- [DATA EXCERPTS]:
+ + + + + + +

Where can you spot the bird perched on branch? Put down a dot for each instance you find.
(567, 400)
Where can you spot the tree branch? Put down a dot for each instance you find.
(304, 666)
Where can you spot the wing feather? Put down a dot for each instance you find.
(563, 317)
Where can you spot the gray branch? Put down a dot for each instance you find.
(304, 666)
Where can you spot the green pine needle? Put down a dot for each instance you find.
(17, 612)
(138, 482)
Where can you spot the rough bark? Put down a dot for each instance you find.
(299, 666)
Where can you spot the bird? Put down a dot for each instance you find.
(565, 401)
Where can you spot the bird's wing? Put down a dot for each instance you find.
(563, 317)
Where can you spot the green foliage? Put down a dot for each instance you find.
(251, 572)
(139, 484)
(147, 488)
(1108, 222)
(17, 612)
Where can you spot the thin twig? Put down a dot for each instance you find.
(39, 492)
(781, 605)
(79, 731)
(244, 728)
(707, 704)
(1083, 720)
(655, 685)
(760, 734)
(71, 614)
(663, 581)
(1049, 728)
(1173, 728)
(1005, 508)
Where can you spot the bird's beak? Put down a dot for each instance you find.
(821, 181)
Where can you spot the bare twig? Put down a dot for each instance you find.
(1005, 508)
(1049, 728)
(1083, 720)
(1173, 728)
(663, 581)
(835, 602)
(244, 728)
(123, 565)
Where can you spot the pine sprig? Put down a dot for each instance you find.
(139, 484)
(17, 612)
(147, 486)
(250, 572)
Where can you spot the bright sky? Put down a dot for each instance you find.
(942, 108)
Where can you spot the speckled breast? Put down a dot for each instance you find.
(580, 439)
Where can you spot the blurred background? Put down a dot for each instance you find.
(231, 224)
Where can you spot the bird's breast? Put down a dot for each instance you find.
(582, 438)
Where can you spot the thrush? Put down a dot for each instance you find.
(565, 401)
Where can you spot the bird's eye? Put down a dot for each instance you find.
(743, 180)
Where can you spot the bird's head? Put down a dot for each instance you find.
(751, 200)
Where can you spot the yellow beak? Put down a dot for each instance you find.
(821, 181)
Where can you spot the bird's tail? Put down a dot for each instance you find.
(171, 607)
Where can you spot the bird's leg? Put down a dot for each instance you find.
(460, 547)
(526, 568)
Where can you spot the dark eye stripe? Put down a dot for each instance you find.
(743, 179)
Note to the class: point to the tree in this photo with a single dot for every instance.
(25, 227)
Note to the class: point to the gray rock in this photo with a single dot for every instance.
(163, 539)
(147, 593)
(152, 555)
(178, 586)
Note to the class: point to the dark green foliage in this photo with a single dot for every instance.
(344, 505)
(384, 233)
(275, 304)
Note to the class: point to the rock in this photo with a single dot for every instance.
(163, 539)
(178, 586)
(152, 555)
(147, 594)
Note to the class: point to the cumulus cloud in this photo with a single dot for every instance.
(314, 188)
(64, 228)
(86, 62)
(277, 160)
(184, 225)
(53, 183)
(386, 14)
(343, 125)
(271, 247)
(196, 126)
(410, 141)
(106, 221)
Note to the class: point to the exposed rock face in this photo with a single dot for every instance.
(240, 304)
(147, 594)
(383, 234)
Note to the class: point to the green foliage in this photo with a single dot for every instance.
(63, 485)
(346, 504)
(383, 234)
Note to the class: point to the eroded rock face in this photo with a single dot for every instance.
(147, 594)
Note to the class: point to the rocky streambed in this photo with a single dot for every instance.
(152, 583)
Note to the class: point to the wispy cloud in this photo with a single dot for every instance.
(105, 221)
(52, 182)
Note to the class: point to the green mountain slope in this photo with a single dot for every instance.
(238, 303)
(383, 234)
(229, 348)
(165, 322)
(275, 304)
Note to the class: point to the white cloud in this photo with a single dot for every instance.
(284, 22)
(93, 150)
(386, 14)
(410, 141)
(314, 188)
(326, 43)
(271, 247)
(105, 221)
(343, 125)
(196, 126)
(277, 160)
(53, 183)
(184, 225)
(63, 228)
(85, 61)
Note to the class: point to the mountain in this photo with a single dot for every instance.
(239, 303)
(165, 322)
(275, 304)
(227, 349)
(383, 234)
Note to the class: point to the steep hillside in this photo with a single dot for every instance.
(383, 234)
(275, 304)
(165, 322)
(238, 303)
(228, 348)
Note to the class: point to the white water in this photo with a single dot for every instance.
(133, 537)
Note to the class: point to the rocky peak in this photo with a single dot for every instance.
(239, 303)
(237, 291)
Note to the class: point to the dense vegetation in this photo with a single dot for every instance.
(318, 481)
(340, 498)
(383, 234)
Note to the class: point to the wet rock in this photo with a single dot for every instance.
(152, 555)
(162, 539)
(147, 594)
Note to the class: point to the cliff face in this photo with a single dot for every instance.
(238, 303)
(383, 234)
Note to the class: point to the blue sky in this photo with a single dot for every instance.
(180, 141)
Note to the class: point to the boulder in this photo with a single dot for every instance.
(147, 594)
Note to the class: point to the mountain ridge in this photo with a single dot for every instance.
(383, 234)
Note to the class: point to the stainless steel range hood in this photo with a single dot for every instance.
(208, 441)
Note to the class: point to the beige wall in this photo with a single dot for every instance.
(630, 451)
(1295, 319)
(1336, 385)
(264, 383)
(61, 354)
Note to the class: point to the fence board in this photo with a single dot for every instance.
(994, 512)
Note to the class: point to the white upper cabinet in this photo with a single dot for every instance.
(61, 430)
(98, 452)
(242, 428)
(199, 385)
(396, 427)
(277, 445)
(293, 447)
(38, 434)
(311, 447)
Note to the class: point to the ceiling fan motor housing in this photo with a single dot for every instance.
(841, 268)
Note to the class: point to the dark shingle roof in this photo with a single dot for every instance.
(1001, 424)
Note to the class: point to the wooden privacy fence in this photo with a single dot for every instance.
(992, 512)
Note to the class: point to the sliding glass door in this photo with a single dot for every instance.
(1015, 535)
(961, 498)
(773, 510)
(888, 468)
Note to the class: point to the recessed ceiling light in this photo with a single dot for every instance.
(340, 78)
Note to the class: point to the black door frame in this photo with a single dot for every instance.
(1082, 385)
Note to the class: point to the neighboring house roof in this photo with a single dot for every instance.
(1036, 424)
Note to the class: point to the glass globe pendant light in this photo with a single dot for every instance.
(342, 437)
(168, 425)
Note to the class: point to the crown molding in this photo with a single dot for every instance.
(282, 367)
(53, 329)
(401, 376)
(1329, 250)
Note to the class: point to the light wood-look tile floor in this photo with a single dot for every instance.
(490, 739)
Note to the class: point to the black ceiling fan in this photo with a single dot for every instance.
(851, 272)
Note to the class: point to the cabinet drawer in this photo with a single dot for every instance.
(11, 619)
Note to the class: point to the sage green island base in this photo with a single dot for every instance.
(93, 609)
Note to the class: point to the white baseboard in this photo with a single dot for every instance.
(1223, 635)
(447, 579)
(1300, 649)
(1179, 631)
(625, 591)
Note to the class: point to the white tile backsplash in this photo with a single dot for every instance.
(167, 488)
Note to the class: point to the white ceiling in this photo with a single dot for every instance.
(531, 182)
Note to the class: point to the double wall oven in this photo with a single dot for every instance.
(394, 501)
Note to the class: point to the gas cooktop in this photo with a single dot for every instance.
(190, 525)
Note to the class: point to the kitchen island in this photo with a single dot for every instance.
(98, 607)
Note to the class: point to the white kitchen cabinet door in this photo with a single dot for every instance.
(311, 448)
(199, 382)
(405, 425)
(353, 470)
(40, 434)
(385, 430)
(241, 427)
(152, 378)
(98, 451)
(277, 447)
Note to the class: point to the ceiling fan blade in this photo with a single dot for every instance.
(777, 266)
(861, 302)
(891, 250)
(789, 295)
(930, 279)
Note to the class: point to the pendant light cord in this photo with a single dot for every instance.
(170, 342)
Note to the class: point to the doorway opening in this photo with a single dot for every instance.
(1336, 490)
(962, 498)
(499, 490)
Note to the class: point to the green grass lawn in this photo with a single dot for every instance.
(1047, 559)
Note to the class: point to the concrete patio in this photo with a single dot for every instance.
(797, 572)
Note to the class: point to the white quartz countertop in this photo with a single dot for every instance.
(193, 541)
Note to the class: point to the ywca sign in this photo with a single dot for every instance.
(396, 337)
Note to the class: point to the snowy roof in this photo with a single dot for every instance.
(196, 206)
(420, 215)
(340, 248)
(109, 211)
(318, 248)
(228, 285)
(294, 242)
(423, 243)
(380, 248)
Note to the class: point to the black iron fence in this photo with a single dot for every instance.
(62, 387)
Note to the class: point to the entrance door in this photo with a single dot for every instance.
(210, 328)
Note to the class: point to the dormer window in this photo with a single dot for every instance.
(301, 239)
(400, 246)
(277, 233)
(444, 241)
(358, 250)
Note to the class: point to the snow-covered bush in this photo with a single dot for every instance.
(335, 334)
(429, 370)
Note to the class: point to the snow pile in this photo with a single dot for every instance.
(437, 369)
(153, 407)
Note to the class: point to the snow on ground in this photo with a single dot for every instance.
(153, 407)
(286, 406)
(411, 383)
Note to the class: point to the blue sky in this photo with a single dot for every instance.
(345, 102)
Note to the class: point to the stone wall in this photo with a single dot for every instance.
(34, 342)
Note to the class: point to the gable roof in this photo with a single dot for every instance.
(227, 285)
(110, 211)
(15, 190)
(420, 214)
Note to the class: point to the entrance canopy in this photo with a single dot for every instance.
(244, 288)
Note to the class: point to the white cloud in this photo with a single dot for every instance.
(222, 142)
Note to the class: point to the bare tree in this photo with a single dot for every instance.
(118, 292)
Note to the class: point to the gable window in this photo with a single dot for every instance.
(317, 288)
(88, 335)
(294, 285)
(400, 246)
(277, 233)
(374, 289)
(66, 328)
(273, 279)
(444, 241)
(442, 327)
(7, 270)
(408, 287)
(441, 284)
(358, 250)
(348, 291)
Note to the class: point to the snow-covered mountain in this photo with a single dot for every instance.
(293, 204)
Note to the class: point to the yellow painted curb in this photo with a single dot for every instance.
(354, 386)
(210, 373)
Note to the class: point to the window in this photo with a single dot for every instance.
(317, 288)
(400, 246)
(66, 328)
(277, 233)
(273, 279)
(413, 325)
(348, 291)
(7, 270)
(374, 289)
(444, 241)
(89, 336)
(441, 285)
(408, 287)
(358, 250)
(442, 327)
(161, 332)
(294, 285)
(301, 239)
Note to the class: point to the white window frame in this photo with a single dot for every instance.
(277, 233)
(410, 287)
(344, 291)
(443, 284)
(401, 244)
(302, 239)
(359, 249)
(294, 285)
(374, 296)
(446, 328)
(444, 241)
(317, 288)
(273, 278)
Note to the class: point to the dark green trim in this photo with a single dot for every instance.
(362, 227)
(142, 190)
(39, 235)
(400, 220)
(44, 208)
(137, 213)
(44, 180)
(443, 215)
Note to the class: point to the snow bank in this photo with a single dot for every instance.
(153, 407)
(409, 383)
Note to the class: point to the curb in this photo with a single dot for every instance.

+ + + + + + +

- [AIM OF THE TASK]: Exact repetition is required for the lines from the one that contains "Note to the class: point to the gable window" through the final line; leave out everything else.

- [WRITTEN ANSWER]:
Note to the class: point to the gable window in this photo with a single dot for every instance.
(317, 288)
(88, 335)
(294, 285)
(400, 246)
(277, 233)
(374, 289)
(66, 328)
(273, 279)
(444, 241)
(442, 327)
(7, 270)
(408, 287)
(441, 284)
(358, 250)
(348, 291)
Note to the class: point to the snow-covered mountain in this photo with a single dot for every instance.
(293, 204)
Note to the class: point to the yellow painted curb in this photo with a single dot for every instance.
(354, 386)
(210, 373)
Note to the class: point to the window in this photo with a single dot for every instance.
(317, 288)
(400, 246)
(66, 328)
(277, 233)
(273, 279)
(413, 325)
(348, 291)
(7, 270)
(374, 289)
(444, 241)
(89, 336)
(441, 285)
(408, 287)
(358, 250)
(442, 327)
(161, 332)
(294, 285)
(301, 239)
Note to the class: point to the white window frame in this photo with a single dot for every instance.
(277, 233)
(410, 287)
(344, 291)
(443, 284)
(401, 244)
(302, 239)
(359, 249)
(294, 285)
(374, 296)
(446, 328)
(444, 241)
(317, 288)
(273, 278)
Note to the class: point to the dark green trim in this photo with a single dot for every instance.
(362, 227)
(142, 190)
(39, 235)
(400, 220)
(44, 208)
(137, 213)
(44, 180)
(443, 215)
Note to the class: point to the snow bank in this photo with a single dot for every instance.
(153, 407)
(409, 383)
Note to the class: point to the curb in this photo with a single dot for every instance.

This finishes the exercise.